*EXERCISE OBJECTIVE*. Render the stretch of the material from the line containing "Find every instance of the sandy soil" through the end as a Markdown table with the columns Row and Entry, omitting blank lines.

Data items
# # #
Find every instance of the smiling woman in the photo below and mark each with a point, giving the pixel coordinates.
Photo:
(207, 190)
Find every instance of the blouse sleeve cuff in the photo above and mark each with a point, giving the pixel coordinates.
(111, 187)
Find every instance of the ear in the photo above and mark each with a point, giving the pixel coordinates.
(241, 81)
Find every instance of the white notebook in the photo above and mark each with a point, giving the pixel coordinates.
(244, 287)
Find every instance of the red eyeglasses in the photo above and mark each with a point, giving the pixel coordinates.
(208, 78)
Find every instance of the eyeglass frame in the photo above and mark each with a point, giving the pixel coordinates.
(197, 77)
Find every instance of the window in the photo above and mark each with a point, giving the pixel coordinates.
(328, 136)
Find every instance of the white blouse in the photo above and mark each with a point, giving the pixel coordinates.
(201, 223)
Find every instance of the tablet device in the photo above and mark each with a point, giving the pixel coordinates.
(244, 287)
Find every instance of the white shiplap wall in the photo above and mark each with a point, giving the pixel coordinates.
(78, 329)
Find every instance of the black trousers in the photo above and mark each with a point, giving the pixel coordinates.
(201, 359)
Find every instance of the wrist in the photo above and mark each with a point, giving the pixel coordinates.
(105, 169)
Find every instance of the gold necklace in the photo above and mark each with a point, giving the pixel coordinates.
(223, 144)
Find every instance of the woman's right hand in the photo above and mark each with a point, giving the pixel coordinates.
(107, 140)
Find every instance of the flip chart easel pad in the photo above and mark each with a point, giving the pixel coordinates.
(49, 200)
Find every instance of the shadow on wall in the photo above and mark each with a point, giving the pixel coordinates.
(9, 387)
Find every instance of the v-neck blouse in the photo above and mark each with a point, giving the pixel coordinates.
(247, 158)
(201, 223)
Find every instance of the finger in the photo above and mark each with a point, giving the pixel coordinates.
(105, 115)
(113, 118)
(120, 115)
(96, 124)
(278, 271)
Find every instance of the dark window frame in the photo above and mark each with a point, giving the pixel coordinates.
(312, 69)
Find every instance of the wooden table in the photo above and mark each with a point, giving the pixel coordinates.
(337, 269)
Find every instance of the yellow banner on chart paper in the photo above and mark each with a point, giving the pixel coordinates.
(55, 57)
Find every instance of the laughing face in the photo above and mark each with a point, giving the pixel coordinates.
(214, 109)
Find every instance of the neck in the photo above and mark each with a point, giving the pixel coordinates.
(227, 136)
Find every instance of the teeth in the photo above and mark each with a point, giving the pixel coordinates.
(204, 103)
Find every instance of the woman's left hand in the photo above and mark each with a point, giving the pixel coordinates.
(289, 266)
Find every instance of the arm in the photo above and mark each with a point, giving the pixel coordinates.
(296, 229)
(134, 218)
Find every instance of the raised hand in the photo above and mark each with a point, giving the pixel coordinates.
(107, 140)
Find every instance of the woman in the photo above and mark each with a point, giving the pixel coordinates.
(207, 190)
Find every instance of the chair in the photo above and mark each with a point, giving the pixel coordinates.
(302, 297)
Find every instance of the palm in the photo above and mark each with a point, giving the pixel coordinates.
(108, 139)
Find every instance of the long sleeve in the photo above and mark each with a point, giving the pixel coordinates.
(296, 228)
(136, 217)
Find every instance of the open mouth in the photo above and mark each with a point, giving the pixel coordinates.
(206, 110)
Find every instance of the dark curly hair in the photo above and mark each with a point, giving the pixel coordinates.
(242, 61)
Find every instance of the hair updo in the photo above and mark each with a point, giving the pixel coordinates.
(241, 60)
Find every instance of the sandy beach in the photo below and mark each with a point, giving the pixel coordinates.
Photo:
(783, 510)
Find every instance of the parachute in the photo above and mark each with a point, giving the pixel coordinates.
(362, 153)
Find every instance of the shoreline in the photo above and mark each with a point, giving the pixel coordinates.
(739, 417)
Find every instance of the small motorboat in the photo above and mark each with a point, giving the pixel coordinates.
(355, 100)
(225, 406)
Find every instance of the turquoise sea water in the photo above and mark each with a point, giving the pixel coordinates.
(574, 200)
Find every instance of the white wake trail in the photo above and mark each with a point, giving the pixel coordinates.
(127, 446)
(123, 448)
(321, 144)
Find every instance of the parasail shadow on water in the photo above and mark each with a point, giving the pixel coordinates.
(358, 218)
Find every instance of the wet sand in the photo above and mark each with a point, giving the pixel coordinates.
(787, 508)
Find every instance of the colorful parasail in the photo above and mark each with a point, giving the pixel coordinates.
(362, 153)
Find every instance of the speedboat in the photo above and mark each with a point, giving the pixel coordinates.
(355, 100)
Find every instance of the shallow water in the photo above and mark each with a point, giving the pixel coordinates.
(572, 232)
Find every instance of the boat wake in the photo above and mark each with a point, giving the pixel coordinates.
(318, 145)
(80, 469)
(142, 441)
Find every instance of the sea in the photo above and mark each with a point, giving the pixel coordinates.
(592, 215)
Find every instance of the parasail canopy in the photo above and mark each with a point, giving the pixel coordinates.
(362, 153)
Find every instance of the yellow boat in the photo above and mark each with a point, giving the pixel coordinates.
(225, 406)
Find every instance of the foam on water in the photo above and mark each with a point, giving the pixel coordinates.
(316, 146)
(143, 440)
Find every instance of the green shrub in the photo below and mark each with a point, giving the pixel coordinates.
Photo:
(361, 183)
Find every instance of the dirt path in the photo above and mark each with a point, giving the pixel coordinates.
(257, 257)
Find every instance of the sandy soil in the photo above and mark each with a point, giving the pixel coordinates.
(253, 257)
# # #
*FINAL RESULT*.
| Row | Entry |
|---|---|
| 1 | Find every instance of the sandy soil in the photo above and mark each with a point, giving the pixel coordinates. |
| 2 | (253, 257) |